_DATASET_
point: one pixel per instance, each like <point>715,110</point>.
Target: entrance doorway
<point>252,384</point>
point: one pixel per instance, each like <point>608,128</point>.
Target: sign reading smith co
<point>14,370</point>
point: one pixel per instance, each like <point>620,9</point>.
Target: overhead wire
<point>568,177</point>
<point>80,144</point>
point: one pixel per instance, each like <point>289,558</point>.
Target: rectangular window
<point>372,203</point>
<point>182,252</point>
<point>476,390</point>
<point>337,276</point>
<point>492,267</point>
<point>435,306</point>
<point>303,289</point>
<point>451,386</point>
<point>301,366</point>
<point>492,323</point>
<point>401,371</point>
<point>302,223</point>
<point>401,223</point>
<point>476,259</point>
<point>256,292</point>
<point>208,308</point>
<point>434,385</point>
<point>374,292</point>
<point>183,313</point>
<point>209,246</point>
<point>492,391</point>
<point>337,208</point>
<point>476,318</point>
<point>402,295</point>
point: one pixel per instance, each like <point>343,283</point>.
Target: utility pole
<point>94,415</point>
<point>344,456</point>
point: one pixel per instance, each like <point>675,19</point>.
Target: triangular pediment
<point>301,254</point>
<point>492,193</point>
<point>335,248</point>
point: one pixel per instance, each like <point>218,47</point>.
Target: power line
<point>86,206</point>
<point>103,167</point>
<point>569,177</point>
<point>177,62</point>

_TASK_
Word for word, repeat the lines that begin at the one with "Target: utility pole" and continue to the end of the listing above.

_RESULT BELOW_
Target: utility pole
<point>94,415</point>
<point>344,456</point>
point: one pixel per instance, each like <point>675,19</point>.
Target: triangular pediment
<point>301,254</point>
<point>492,193</point>
<point>335,248</point>
point: one pixel per instance, each like <point>218,47</point>.
Target: power line
<point>86,206</point>
<point>103,167</point>
<point>569,177</point>
<point>177,62</point>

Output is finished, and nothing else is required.